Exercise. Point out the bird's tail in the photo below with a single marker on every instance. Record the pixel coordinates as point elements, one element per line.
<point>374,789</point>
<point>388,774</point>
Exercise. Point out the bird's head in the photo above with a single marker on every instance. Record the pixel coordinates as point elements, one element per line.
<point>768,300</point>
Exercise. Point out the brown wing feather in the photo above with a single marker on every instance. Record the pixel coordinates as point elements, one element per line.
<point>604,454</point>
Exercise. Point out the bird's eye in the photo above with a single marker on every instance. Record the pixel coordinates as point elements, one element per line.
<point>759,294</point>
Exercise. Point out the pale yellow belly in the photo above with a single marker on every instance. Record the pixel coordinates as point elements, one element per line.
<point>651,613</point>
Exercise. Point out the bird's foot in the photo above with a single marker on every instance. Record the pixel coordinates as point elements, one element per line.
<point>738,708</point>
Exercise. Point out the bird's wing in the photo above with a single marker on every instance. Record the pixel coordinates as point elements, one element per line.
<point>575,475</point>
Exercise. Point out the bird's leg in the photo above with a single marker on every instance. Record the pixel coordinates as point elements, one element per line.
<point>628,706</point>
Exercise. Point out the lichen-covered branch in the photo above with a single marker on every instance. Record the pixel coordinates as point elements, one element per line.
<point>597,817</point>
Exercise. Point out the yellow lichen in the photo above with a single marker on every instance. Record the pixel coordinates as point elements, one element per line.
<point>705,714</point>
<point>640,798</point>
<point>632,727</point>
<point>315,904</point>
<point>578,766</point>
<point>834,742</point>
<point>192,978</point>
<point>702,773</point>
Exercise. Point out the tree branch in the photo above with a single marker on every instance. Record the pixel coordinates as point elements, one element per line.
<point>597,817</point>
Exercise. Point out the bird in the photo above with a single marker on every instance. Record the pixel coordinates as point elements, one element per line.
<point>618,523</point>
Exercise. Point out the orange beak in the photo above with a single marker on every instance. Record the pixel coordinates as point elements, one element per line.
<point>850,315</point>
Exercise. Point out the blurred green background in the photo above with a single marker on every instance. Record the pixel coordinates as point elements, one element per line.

┄┄┄┄┄┄┄┄┄┄

Exercise objective -> Please render everything from the start of the listing above down to the line containing "<point>768,300</point>", including that line, as a two-column CSV headed instruction and points. Each row should hold one instruction and the points that follow it, with each value in a single quoted field and line breaks turned into spaces.

Result for this exercise ->
instruction,points
"Exercise. Point out the bird's tail in the photo below with a single marker on every instance. Record the pixel coordinates as point elements, one element per line.","<point>374,789</point> <point>388,774</point>"
"Exercise. Point out the bird's head in the photo above with a single marker on every instance. Record the pixel coordinates as point elements, one element per line.","<point>768,300</point>"